■ Exercise: All of the entries need to be written out again, exactly as they are.

■ Location annotation dataset excerpts:
·····
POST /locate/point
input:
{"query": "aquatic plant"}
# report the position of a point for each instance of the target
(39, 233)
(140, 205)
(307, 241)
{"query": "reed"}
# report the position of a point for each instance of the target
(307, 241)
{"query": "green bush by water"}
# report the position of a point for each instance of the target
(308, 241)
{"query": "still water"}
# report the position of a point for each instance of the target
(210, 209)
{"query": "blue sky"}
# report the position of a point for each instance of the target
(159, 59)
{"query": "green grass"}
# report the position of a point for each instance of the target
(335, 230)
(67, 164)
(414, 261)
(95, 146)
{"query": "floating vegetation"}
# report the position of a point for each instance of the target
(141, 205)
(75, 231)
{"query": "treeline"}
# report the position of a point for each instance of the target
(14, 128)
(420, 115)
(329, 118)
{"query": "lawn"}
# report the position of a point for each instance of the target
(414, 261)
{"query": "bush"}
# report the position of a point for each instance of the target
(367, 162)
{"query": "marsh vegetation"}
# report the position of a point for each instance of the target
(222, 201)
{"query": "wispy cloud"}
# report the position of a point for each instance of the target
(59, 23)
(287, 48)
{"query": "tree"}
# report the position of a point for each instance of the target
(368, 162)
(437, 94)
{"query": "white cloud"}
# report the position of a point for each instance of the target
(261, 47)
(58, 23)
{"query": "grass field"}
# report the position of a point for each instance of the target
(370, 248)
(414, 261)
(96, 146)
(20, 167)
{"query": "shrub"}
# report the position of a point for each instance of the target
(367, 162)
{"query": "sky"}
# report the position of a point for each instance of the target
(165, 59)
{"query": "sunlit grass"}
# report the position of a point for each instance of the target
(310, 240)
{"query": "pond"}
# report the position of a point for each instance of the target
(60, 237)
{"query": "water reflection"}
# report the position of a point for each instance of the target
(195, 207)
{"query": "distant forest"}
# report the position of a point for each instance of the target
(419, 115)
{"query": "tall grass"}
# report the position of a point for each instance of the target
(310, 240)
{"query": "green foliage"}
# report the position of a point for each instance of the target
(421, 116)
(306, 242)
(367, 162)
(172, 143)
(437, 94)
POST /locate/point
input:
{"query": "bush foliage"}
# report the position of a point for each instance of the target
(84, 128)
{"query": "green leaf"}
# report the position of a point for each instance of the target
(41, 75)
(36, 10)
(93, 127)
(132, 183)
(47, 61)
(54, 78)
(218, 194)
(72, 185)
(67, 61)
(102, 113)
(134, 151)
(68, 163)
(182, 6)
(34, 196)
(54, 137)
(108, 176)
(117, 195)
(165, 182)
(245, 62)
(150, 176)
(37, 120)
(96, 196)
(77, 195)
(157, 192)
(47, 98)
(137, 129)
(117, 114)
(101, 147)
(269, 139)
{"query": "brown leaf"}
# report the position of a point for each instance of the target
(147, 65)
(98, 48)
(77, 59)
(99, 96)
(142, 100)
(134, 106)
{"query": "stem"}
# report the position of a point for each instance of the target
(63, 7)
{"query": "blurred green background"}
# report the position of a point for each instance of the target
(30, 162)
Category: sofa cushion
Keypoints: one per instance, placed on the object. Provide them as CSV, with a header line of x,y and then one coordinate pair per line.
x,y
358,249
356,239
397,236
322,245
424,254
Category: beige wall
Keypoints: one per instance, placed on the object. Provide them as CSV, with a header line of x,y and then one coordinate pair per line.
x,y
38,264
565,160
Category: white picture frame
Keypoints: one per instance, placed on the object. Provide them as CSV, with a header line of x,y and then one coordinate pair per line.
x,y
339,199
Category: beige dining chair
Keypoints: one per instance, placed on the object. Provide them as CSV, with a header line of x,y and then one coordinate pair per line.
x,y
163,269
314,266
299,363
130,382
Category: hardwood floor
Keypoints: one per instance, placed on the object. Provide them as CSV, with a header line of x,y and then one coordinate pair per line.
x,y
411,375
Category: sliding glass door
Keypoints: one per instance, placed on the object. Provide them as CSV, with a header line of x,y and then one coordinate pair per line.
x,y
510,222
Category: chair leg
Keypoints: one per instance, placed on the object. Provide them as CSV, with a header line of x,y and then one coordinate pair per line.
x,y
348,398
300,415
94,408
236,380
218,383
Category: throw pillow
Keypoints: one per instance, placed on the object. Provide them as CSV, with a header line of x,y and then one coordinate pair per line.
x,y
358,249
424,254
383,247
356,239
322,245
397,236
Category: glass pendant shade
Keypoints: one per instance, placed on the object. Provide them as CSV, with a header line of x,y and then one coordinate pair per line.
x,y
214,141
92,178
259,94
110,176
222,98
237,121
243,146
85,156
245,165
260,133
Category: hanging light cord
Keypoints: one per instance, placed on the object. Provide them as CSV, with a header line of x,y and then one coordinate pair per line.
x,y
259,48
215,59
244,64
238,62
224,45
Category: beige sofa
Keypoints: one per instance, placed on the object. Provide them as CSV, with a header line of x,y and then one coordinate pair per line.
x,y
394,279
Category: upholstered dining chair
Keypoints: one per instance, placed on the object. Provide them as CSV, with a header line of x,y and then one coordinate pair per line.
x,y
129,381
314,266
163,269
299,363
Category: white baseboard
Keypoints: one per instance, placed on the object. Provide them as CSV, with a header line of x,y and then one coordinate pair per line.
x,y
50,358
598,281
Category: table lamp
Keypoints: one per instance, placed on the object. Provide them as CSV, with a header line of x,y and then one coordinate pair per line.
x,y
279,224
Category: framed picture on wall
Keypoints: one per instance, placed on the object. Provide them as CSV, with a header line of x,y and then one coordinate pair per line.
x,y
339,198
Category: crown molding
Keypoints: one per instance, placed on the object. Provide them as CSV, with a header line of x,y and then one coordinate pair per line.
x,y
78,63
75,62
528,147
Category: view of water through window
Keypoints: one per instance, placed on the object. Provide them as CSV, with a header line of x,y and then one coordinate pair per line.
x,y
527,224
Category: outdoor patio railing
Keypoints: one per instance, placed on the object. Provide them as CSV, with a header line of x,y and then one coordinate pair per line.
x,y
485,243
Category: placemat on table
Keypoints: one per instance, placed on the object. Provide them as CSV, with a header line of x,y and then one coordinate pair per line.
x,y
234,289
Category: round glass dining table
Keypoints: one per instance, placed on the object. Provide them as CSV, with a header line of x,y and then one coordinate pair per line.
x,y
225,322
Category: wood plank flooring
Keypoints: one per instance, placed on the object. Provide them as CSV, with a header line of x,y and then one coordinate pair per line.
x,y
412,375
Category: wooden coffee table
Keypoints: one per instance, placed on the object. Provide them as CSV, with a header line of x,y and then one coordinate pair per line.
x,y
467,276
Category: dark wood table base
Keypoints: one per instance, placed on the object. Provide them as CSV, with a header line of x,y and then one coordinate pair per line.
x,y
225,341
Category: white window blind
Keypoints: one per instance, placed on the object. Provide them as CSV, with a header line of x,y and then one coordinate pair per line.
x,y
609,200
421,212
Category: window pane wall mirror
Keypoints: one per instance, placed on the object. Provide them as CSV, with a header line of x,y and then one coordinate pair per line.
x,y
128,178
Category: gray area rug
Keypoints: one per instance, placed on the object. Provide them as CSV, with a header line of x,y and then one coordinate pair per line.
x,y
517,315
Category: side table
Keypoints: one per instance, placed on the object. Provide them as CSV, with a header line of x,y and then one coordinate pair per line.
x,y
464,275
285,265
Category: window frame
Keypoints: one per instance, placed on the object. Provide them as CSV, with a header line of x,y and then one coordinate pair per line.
·····
■ Response:
POST /locate/point
input:
{"query": "aquatic plant"}
# report the position of a point for each instance of the target
(39, 233)
(140, 205)
(307, 241)
{"query": "reed"}
# report the position of a point for each instance of the target
(307, 241)
{"query": "green bush by water"}
# report the position of a point for each instance of the target
(308, 241)
{"query": "still water"}
# report the position of a point for each instance of the target
(210, 209)
{"query": "blue sky"}
# report the position of a point for each instance of the target
(159, 59)
{"query": "green grass"}
# report the position of a point for each instance of the target
(335, 230)
(67, 164)
(414, 261)
(95, 146)
{"query": "floating vegetation"}
# report the position of a point for each instance of the target
(141, 205)
(75, 231)
{"query": "treeline"}
# report the position of a point for each instance of the target
(14, 128)
(420, 115)
(329, 118)
{"query": "lawn"}
# report the position of a point for each instance of the target
(414, 261)
{"query": "bush"}
# report the position of a point for each instance of the target
(367, 162)
{"query": "marsh vegetation"}
# report the position of a point for each instance of the target
(222, 201)
{"query": "wispy cloud"}
# report the position of a point for each instance of the target
(59, 23)
(287, 48)
{"query": "tree"}
# report the position of a point for each instance of the target
(368, 162)
(437, 94)
{"query": "white cloud"}
# report the position of a point for each instance of the target
(261, 47)
(58, 23)
{"query": "grass field"}
# report the position of a point for each instance of the target
(370, 248)
(414, 261)
(96, 146)
(20, 167)
{"query": "shrub"}
# report the position of a point for each instance of the target
(367, 162)
{"query": "sky"}
# report the position of a point for each instance of the target
(165, 59)
{"query": "sunlit grass"}
# report the position of a point for each instance of the target
(310, 240)
{"query": "pond"}
# report the position of a point for each instance of the target
(60, 237)
{"query": "water reflection"}
# report the position of a point for each instance of the target
(195, 207)
{"query": "distant forest"}
# report the position of a point for each instance of the target
(419, 115)
{"query": "tall grass"}
# report the position of a point for each instance of the target
(310, 240)
{"query": "green foliage"}
# report the position of a point for each instance of the target
(421, 116)
(306, 242)
(367, 162)
(172, 143)
(437, 94)
POST /locate/point
input:
{"query": "bush foliage"}
# report the position of a point for each instance of the target
(84, 128)
{"query": "green leaf"}
# report the position of a point for each instance of the target
(41, 75)
(36, 10)
(93, 127)
(132, 183)
(47, 61)
(54, 78)
(218, 194)
(72, 185)
(67, 61)
(102, 113)
(134, 151)
(68, 163)
(182, 6)
(34, 196)
(54, 137)
(108, 176)
(117, 195)
(165, 182)
(245, 62)
(150, 176)
(37, 120)
(96, 196)
(77, 195)
(157, 192)
(47, 98)
(137, 129)
(117, 114)
(101, 147)
(269, 139)
{"query": "brown leaf"}
# report the position of a point for each instance of the target
(147, 65)
(98, 48)
(77, 59)
(99, 96)
(142, 100)
(134, 106)
{"query": "stem"}
# report the position of a point for each instance of the target
(63, 7)
{"query": "blurred green background"}
# report the position of a point for each instance of the target
(30, 162)
Category: sofa cushion
Keypoints: one per instance, placed on the object. Provide them as CSV, with a header line of x,y and then one coordinate pair per line.
x,y
358,249
356,239
397,236
322,245
424,254
Category: beige wall
Keypoints: one per instance, placed on the object. Provide them as CSV, with a header line of x,y and then one coordinate pair per line.
x,y
38,264
565,160
Category: white picture frame
Keypoints: one per instance, placed on the object. Provide them as CSV, with a header line of x,y and then one coordinate pair per line.
x,y
339,199
Category: beige dining chair
Keypoints: one per instance, placed on the object. Provide them as CSV, with a header line of x,y and then one coordinate pair per line.
x,y
163,269
314,266
299,363
130,382
Category: hardwood floor
Keypoints: one per instance, placed on the object. Provide them as CSV, with a header line of x,y and then one coordinate pair per line.
x,y
411,375
Category: sliding glass door
Keypoints: one per instance, placed on the object. Provide them as CSV, with a header line of x,y and then one coordinate pair per line.
x,y
510,222
Category: chair leg
Keypoints: one per instance, placed on the object. Provide them as CSV, with a header line of x,y and then one coordinate pair per line.
x,y
348,398
300,415
94,408
236,380
218,383
Category: throw pillow
Keypoints: one per instance, placed on the object. Provide them as CSV, with a header line of x,y and then one coordinate pair per line.
x,y
358,249
424,254
383,247
356,239
322,245
397,236
Category: glass pendant shade
Keypoints: one per instance, placed on the object. Provide them as CSV, with a header line of x,y and then one coordinate pair per line.
x,y
214,141
92,178
259,94
110,176
222,98
237,121
243,146
85,156
245,165
260,133
Category: hanging light cord
Keypoints: one per instance, placed on the object. Provide them as CSV, with a header line of x,y and then one coordinate pair per line.
x,y
259,48
215,59
244,64
238,62
224,45
Category: beige sofa
Keypoints: one per instance, placed on the object. Provide them as CSV, with a header line of x,y and then one coordinate pair per line.
x,y
394,279
Category: upholstered dining chair
Keypoints: one per instance, placed on the object. Provide them as CSV, with a header line of x,y and then one coordinate pair per line.
x,y
129,381
314,266
163,269
299,363
Category: white baseboard
Keypoints: one per instance, placed on the object. Provide them as CSV, with a header line of x,y and then one coordinate pair per line.
x,y
50,358
598,281
Category: table lamp
Keypoints: one per instance, placed on the object. Provide them as CSV, with a header line of x,y and then one coordinate pair per line.
x,y
279,224
Category: framed picture on wall
Keypoints: one per instance, placed on the object. Provide them as CSV, with a header line of x,y and then one coordinate pair per line.
x,y
339,198
Category: crown molding
Keypoints: one per instance, placed on the object. Provide them as CSV, with a header line of x,y and then one coordinate pair per line.
x,y
78,63
75,62
528,147
Category: view of water through window
Keypoints: one per instance, placed on the object. Provide them as CSV, with a header line of x,y and then one coordinate pair per line.
x,y
527,224
Category: outdoor patio railing
Keypoints: one per instance, placed on the object. Provide them as CSV, with a header line of x,y and then one coordinate pair per line.
x,y
485,243
Category: placemat on table
Keypoints: one per instance, placed on the object. Provide them as CSV, with a header line of x,y and then one coordinate pair per line.
x,y
234,289
Category: round glass dining table
Keypoints: one per instance, placed on the object. Provide them as CSV, with a header line of x,y and then one coordinate pair per line.
x,y
225,322
Category: wood plank flooring
Keypoints: one per instance, placed on the object. Provide them as CSV, with a header line of x,y and then one coordinate pair per line.
x,y
412,375
Category: wooden coffee table
Keypoints: one per instance, placed on the object. Provide them as CSV, with a header line of x,y and then one coordinate pair per line.
x,y
467,276
Category: dark wood table base
Keypoints: one per instance, placed on the object. Provide them as CSV, with a header line of x,y and then one coordinate pair per line.
x,y
225,341
Category: white window blind
Keypoints: one per instance, placed on the object. Provide them as CSV, with a header line of x,y and then one coordinate pair per line.
x,y
609,200
421,212
Category: window pane wall mirror
Keypoints: one per instance, placed on the object. Provide them as CSV, with a header line of x,y and then one coordinate pair per line.
x,y
128,178
Category: gray area rug
Keypoints: one per instance, placed on the object. Provide them as CSV, with a header line of x,y and then one coordinate pair per line.
x,y
517,315
Category: side table
Keypoints: one per instance, placed on the object. Provide them as CSV, with a header line of x,y and then one coordinate pair per line.
x,y
464,275
285,265
Category: window frame
Keypoints: one per instance, placed on the object. Provide them as CSV, with a header line of x,y and then one coordinate pair per line.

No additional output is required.